* Cosa fare: Nell'elenco che segue, individua tutte le righe che contengono la parola "negative" e ricopiale per intero.

* Voci archiviate:
"""
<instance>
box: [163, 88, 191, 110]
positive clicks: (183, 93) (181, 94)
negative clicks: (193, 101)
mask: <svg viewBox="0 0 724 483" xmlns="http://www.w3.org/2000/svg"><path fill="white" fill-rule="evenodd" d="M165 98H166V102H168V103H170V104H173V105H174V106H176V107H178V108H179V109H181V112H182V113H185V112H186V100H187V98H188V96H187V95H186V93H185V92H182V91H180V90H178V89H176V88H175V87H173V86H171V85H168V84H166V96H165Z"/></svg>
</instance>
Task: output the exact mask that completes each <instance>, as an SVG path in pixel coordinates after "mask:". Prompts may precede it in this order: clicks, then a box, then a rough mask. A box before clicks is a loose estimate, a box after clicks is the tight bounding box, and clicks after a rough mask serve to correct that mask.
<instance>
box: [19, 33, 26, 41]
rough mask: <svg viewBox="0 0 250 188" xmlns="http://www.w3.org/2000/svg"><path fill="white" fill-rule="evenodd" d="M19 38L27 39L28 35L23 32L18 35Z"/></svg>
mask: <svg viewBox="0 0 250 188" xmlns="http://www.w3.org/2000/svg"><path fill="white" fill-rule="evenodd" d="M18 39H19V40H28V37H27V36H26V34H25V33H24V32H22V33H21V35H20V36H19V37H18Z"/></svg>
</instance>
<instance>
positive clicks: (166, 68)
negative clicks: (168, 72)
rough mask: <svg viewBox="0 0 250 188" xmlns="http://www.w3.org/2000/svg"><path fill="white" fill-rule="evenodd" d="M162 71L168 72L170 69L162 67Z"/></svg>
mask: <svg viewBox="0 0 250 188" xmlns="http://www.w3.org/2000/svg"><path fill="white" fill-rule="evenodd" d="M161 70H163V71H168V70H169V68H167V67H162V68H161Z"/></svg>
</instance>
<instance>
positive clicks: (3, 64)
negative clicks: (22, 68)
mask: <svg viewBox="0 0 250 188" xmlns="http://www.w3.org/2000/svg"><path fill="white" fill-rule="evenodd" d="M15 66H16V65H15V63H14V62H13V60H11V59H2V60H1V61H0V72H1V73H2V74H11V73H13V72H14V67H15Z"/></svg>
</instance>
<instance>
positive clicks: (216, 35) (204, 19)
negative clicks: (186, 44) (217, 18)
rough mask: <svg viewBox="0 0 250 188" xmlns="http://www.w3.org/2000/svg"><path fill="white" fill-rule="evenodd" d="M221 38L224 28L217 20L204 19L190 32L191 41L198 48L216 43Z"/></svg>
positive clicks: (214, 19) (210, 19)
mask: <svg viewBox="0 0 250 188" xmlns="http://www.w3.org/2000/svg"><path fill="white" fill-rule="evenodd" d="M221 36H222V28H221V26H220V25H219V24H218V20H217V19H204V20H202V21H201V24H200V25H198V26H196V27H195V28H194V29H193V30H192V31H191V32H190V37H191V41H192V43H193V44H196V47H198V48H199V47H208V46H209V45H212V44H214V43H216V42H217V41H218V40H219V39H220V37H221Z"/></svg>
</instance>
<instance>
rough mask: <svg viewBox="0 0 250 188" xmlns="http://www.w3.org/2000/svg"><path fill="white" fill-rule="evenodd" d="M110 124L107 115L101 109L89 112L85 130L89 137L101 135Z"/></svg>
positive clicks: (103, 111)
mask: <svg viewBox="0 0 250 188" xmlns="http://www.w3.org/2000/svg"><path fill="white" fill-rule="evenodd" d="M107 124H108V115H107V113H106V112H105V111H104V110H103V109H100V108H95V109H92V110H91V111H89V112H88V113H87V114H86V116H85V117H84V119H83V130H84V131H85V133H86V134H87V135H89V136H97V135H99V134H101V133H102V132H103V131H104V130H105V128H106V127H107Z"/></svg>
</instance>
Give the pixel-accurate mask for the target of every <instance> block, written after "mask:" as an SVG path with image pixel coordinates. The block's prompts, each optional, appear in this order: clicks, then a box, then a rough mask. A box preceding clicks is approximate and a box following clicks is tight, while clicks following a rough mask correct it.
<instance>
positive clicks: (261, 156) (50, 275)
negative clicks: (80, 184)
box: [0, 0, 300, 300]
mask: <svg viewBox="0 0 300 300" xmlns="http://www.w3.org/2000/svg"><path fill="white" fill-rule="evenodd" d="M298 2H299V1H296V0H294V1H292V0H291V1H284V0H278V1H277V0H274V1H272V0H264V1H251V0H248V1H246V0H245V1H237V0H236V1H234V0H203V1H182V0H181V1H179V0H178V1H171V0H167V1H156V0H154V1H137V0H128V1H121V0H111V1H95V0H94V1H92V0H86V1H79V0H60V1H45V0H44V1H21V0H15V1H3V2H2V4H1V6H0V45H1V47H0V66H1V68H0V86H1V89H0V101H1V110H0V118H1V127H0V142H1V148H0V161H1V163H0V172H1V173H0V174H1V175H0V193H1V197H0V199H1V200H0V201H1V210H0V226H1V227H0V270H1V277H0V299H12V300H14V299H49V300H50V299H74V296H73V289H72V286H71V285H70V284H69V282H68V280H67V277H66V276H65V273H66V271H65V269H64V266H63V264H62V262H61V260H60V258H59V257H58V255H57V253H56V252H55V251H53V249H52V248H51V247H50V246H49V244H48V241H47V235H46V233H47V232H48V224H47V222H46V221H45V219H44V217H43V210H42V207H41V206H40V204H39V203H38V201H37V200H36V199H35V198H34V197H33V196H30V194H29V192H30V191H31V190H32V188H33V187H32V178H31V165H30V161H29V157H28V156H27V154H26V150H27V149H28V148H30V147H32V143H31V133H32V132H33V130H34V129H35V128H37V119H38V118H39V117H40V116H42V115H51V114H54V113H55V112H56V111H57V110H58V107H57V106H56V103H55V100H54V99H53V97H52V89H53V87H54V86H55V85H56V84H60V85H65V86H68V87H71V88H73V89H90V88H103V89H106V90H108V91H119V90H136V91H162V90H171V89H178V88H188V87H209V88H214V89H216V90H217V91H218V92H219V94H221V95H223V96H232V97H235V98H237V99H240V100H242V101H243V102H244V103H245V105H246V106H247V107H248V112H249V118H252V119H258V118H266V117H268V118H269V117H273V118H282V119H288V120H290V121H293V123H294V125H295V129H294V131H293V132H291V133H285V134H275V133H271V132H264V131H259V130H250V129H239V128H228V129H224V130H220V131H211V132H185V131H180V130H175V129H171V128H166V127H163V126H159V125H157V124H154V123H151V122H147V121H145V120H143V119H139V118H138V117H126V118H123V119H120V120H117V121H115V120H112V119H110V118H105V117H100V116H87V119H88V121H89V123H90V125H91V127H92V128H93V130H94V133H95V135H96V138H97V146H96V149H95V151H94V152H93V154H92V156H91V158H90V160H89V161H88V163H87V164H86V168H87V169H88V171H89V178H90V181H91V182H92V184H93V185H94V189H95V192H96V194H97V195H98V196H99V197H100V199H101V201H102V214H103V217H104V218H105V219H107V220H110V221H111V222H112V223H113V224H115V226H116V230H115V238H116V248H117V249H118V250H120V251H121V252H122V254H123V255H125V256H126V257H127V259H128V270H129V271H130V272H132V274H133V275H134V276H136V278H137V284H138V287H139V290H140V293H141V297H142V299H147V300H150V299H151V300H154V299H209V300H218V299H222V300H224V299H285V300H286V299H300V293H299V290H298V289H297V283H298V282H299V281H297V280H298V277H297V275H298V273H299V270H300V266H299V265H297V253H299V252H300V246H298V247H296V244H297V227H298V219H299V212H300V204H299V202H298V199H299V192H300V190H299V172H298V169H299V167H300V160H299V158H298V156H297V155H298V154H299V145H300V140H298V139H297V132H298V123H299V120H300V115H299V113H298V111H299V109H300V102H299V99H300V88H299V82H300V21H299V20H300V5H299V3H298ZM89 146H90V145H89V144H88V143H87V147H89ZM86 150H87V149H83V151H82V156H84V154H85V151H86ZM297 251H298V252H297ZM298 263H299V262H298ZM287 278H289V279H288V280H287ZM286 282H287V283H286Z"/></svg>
"""
* Soluzione svolta:
negative clicks: (193, 101)
negative clicks: (168, 72)
negative clicks: (22, 68)
negative clicks: (186, 44) (217, 18)
negative clicks: (80, 184)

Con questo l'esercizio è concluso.